* [原文]
════════

住民「ようやく戻れる」 生活不安で諦める人も―避難指示解除・福島県葛尾村

東京, 6月12日, /AJMEDIA/

 福島県葛尾村野行地区の特定復興再生拠点区域(復興拠点)で12日、避難指示が解除される。東京電力福島第1原発事故から11年3カ月。帰還を待ちわびた住民は「ようやく戻れる」と意気込みを見せる。一方、故郷への愛着は持ちつつも、生活への不安から居住を諦める人もいる。
 「やっぱりふるさとが好きなんだよな」と語るのは同県郡山市で避難生活を送る元村職員の半沢富二雄さん(69)。昨年11月、復興拠点内に自宅を建て直した。東日本大震災では、職員として避難者対応に奔走。その後も避難生活を続けながら村のためにできることを続けてきた。
 現在は県農業振興公社のコーディネーターとして、週4日村に通って営農支援に携わりながら、週末は準備宿泊に参加する。戻るのは大きな決断で、家族と協議も重ねたという。
 「寝泊まりすると、人もいないし不便過ぎることが分かる。これではみんな戻って来られない」と話す。野行地区は一体感がある地域だったと振り返り、「元職員としての使命感もある。まずは仲間をつくって巻き込んでいければ」と意気込んだ。
 一方、同県三春町で生活する元大工の大沢義伸さん(68)は帰還を諦めた。「除染しても放射能の値は事故前よりはるかに高い。基準値を下回ったから大丈夫と言われても難しい」と心情を吐露する。自分で建てた自宅も約3年前に取り壊した。「すぐ帰れたなら戻ったと思うが、今は体力も気力も続かない」と語る。妻のさゆりさん(67)は「病院や買い物できる場所も遠い。車が運転できないと孤立する」と訴える。
 ただ、2人とも故郷への愛情は今も変わらない。所有する農地の草取りなどのため村に通う予定だといい、大沢さんは「お茶が飲めるような小屋を建てたい」と話した。

════════

* [提供データ]
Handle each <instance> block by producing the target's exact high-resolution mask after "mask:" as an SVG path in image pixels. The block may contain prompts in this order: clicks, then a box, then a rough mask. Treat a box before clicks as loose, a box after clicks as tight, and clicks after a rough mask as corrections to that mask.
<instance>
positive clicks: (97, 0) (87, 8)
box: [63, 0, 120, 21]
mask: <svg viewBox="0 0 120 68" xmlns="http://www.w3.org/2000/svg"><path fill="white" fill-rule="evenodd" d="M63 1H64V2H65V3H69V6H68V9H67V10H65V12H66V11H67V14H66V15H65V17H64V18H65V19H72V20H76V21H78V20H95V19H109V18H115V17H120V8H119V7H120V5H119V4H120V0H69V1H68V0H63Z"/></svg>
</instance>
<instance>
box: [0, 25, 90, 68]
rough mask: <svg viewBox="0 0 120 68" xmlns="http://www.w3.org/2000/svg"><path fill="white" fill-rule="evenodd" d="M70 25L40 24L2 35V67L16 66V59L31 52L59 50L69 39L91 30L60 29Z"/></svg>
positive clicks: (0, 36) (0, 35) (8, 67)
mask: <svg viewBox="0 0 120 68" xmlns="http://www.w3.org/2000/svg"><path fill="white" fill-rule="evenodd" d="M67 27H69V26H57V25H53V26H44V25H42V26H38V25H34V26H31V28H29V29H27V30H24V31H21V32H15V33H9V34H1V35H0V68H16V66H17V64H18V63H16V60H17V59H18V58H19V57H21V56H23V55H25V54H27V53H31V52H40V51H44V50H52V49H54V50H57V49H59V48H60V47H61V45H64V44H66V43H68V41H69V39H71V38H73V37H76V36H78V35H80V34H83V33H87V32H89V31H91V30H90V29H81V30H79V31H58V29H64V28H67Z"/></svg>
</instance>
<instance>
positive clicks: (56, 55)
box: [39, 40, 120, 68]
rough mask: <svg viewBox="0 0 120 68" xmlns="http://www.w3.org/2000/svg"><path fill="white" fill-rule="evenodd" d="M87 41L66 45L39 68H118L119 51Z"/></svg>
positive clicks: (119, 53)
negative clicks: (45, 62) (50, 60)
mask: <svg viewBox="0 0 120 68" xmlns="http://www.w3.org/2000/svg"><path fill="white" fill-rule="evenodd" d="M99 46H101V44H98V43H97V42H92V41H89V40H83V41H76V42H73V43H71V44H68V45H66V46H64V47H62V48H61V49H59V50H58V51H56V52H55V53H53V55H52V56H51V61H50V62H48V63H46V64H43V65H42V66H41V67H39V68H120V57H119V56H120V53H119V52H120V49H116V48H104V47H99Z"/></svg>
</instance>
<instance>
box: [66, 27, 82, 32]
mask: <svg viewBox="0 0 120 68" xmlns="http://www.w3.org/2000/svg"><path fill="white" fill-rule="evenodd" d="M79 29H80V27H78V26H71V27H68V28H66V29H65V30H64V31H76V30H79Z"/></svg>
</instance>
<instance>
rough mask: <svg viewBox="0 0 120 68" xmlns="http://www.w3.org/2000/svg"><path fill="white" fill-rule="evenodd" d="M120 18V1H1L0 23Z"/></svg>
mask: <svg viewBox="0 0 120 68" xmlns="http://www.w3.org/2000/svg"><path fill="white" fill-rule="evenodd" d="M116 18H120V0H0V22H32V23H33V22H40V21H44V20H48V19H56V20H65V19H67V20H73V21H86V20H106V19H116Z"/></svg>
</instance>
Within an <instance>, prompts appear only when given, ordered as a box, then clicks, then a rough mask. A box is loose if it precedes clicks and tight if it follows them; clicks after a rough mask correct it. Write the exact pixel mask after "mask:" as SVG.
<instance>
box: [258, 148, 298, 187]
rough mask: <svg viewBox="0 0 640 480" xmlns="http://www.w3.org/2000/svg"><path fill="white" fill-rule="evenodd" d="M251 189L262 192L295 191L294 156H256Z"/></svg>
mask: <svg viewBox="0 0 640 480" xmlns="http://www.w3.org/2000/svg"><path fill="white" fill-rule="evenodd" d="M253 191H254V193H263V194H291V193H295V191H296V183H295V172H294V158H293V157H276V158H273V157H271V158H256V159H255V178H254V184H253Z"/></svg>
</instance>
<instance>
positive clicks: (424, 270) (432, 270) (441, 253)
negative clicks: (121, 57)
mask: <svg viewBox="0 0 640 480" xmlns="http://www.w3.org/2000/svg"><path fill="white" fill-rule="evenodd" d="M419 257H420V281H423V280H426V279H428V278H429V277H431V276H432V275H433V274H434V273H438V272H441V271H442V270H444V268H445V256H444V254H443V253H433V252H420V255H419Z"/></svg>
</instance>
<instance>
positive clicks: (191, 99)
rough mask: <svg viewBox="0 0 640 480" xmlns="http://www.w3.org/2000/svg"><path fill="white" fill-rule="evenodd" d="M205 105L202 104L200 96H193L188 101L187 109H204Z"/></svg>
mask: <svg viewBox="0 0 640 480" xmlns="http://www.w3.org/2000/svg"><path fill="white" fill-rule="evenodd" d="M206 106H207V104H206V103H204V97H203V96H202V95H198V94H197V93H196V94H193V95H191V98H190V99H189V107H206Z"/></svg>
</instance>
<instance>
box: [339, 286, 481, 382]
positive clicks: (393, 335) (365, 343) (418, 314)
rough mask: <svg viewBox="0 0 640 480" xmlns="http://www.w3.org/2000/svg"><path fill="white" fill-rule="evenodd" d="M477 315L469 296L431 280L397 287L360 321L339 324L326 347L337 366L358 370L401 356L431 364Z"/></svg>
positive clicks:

════════

葛尾村の避難指示解除を伝える記事のうち、「住民「ようやく戻れる」 生活不安で諦める人も―避難指示解除・福島県葛尾村」から「な小屋を建てたい」と話した。」までを、両端の語句も含めて一字も変えずに書き写してください。

住民「ようやく戻れる」 生活不安で諦める人も―避難指示解除・福島県葛尾村

東京, 6月12日, /AJMEDIA/

 福島県葛尾村野行地区の特定復興再生拠点区域(復興拠点)で12日、避難指示が解除される。東京電力福島第1原発事故から11年3カ月。帰還を待ちわびた住民は「ようやく戻れる」と意気込みを見せる。一方、故郷への愛着は持ちつつも、生活への不安から居住を諦める人もいる。
 「やっぱりふるさとが好きなんだよな」と語るのは同県郡山市で避難生活を送る元村職員の半沢富二雄さん(69)。昨年11月、復興拠点内に自宅を建て直した。東日本大震災では、職員として避難者対応に奔走。その後も避難生活を続けながら村のためにできることを続けてきた。
 現在は県農業振興公社のコーディネーターとして、週4日村に通って営農支援に携わりながら、週末は準備宿泊に参加する。戻るのは大きな決断で、家族と協議も重ねたという。
 「寝泊まりすると、人もいないし不便過ぎることが分かる。これではみんな戻って来られない」と話す。野行地区は一体感がある地域だったと振り返り、「元職員としての使命感もある。まずは仲間をつくって巻き込んでいければ」と意気込んだ。
 一方、同県三春町で生活する元大工の大沢義伸さん(68)は帰還を諦めた。「除染しても放射能の値は事故前よりはるかに高い。基準値を下回ったから大丈夫と言われても難しい」と心情を吐露する。自分で建てた自宅も約3年前に取り壊した。「すぐ帰れたなら戻ったと思うが、今は体力も気力も続かない」と語る。妻のさゆりさん(67)は「病院や買い物できる場所も遠い。車が運転できないと孤立する」と訴える。
 ただ、2人とも故郷への愛情は今も変わらない。所有する農地の草取りなどのため村に通う予定だといい、大沢さんは「お茶が飲めるような小屋を建てたい」と話した。